### [DATA TO EXAMINE]
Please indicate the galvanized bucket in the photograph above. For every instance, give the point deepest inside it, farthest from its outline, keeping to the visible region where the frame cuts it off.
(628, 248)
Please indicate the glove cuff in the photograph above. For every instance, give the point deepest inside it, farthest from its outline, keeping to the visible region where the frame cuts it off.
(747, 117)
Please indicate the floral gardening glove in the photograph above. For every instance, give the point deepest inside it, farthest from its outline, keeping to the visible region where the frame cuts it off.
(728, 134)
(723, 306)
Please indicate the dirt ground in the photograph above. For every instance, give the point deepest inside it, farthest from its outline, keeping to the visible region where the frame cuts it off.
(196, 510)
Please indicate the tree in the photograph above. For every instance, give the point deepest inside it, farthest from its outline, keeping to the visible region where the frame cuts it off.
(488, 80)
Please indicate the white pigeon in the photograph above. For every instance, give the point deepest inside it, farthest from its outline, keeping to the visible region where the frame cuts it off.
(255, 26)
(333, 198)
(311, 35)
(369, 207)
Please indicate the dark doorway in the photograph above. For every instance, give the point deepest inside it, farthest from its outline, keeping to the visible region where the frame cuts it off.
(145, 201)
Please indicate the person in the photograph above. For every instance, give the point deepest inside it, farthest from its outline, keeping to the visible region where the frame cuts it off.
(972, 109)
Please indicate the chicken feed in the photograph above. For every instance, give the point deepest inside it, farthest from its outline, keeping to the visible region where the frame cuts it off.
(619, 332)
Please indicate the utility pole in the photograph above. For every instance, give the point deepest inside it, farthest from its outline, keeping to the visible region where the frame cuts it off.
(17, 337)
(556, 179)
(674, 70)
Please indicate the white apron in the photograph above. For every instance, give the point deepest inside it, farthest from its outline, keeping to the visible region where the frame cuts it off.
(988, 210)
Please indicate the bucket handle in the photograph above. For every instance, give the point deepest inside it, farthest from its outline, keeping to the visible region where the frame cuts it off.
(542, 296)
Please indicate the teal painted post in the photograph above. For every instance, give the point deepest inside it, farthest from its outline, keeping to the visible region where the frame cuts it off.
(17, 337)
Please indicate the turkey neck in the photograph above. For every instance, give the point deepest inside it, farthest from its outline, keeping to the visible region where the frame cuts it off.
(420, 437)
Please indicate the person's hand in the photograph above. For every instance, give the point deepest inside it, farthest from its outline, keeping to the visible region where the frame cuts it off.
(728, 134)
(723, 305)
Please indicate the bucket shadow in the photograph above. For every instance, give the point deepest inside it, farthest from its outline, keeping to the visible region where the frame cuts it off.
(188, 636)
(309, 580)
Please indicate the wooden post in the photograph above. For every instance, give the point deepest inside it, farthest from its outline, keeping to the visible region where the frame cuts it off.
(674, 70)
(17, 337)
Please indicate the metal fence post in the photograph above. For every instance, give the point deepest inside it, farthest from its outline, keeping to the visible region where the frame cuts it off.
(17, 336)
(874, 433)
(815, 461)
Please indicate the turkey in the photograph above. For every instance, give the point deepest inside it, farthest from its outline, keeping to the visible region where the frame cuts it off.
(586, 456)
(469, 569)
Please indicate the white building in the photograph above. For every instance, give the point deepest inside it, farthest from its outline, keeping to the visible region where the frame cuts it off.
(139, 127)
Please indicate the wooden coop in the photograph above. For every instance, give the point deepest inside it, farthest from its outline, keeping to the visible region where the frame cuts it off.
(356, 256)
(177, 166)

### [TASK OBJECTIVE]
Every line above must be reproduced exactly as it stands.

### [EXERCISE RESPONSE]
Please indicate the galvanized bucket in the photograph above. For every instance, give the point deepest inside it, farthest from its outline, keeping to the visible region where the frame cuts it off.
(628, 248)
Please indicate the glove cuff in the photograph above. For every instance, give the point deepest inside it, farthest from its outline, keeping to the visible region where the frame cuts it off.
(747, 117)
Please indicate the floral gardening glove in the photograph above. For every instance, give the point deepest inside it, farthest from its outline, keeping to the visible region where the frame cuts it off.
(728, 134)
(723, 306)
Please indicate the dirt ground in the photograph above. For every instance, give the point deepest inside it, farthest from its outline, keeping to the visible region where the frame cuts it off.
(196, 510)
Please indicate the tree in the photograph above. For every instance, give the point deepest inside it, farthest from its outline, keeping to the visible region where the frame cuts it off.
(488, 80)
Please indicate the white pigeon in the photograph above. For every instance, give the point deepest inside it, farthest from its outline, keeping to the visible region where the frame cuts it off.
(255, 26)
(333, 198)
(311, 35)
(369, 207)
Please indicate the dark doorway in the photograph above. For every instance, give the point deepest inside it, farthest from its outline, keeping to the visible region where the frame cuts it off.
(145, 201)
Please indicate the person in the photograph above. For every instance, give the point deepest inside it, farthest from its outline, keeping to the visible region where the frame cuts it off.
(972, 109)
Please indicate the chicken feed in the photograph above. For every instance, give the point deepest inside it, farthest from its outline, keeping to the visible region where the frame cuts it off.
(619, 332)
Please indicate the utility pole in the photograph above. For every instance, give the point deepest inside it, farthest from its outline, keeping to the visible region where the frame cuts it off.
(17, 337)
(556, 179)
(674, 70)
Please indicate the white apron in the photograph above. For every instance, give the point deepest inside it, farthest from its outline, keeping to the visible region where the frame cuts it off.
(988, 210)
Please indicate the bucket handle in the photograph above. For every instance, give the point deepest inside it, farthest from its outline, keeping to the visible region where the frame cuts it off.
(542, 296)
Please indicate the teal painted post in the photograph above. For every instance, give the point deepest inside it, farthest from its outline, keeping to the visible region where the frame cuts it off.
(17, 337)
Please indicate the turkey neck in the photograph above. For every instance, give the point deepest inside it, farthest from its outline, keeping to the visible region where the frame cuts it off.
(420, 437)
Please indicate the person's hand in the photograph above. For every instance, give the point deepest inside it, farthest from its outline, keeping to the visible region where the frame cuts it off.
(728, 134)
(723, 305)
Please indicate the bucket shadow in the photograph above. For every instance, give the point deepest inside it, farthest from its outline, keeping to the visible region where the frame cuts it off.
(188, 636)
(309, 580)
Please indicate the wooden post in the photograph above. For every instance, give the point deepest inside it, farthest from its outline, keeping to the visible region where the frame cuts it off.
(674, 70)
(17, 337)
Please indicate the metal fence post in the photograph above. For every instance, give the point deepest inside it, farthest from its outline, keeping to the visible region where the frame cuts it off.
(17, 336)
(874, 433)
(815, 461)
Please indicate the turkey in the photograph above. For every instance, give the point deepest inside it, farthest from its outline, keeping to the visible region where the frame cuts it off.
(586, 456)
(469, 569)
Please indicate the white building in the photograph above. For every instance, give the point deepest inside it, farthest from its outline, keeping to the visible region where the frame cuts it off.
(139, 127)
Please indicate the wooden coop in the photograph above. For every instance, give the point deepest inside it, farthest from its outline, keeping to the visible region where the frame cuts it off.
(356, 256)
(177, 166)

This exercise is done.